Un début d’audience perturbée



Les magistrats, les jurés, toutes celles et ceux qui suivent ce procès ont dû s'accrocher lors de cette audition en visio-conférence,qui a duré plus de 5 heures. Muhitira Juvénal est apparu vêtu d’une chemise rose, tenue habituelle des prisonniers au Rwanda. Ce témoin-détenu a été condamné pour sa participation au génocide des Tutsis en 1994, ce qu'il conteste encore aujourd’hui, et ce depuis le début. Il dit qu'il a été condamné « pour ne pas avoir su protéger sa population », qu'il n'a jamais tué ou fait tuer la moindre personne. Mais cette fois, l'ex-bourgmestre rwandais n'est pas entendu pour ça. C’est sa position d'ancien maire de ville de Kivu qui intéresse la cour, afin qu’il s’explique sur la relation qu’il a entretenue durant le génocide avec le préfet Bucyibaruta.

• [Consigne A]
Relevez toutes les lignes des enregistrements qui contiennent la chaîne « murky », en respectant la casse.

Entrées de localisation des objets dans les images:
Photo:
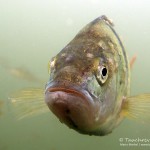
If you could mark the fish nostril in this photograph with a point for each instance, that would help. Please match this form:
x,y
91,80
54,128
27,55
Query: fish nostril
x,y
67,111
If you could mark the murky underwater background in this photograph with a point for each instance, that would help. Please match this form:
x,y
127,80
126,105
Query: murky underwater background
x,y
31,32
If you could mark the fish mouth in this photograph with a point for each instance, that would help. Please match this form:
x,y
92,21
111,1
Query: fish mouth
x,y
72,105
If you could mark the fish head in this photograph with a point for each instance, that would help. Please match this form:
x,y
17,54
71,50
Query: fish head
x,y
82,89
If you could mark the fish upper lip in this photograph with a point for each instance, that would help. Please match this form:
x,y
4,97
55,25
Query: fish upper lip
x,y
69,89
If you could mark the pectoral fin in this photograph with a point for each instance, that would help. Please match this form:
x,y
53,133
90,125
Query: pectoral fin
x,y
28,102
137,107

• [Consigne B]
Veuillez poursuivre le texte sur l’audition de Muhitira Juvénal après sa dernière phrase.

• [Réponse rédigée A]
If you could mark the murky underwater background in this photograph with a point for each instance, that would help. Please match this form:
Query: murky underwater background

• [Réponse rédigée B]
Mais dès le milieu de la matinée, une coupure de la liaison internet interrompt l’audition. Ce n’est que la première d’une série… A la quatrième interruption, le président de la cour d'assises exprime tout haut son désarroi. Il faudra attendre le milieu d'après-midi pour que tout fonctionne correctement. Muhitira Juvénal, âgé aujourd'hui de 61 ans, raconte alors comment en avril 1994, au plus fort des tueries, il n'avait plus de policiers municipaux à sa disposition pour tenter de ramener un semblant de calme dans sa commune ; et comment il s’est rendu, à plusieurs reprises et à ses risques et péril, à la préfecture de Gikongoro. Il dit y avoir rencontré Laurent Bucyibaruta qui lui semblait « préoccupé » par les massacres en cours. Il considère avoir alors vu un préfet « plein de sagesse » mais « impuissant » qui a appelé personnellement un commandant de la gendarmerie pour tenter d'envoyer des renforts. A chaque nouvelle tentative du Préfet, l’ex-maire rapporte avoir entendu la même réponse : « les gendarmes sont au front » ; des gendarmes qui dépendaient du ministère de la Défense lors de cette période de guerre.

Un témoignage à décharge pour l'accusé, mais jusqu'à quel point ?



Selon un des avocats de la défense, qu’un ancien maire emprisonné au Rwanda ose ainsi ouvertement défendre un ancien préfet poursuivi pour génocide et complicité de génocide -- en l’occurrence, son client Laurent Bucyibaruta --, est un acte rare qu’il interprète comme une preuve de courage et de « sincérité », 28 ans après les faits.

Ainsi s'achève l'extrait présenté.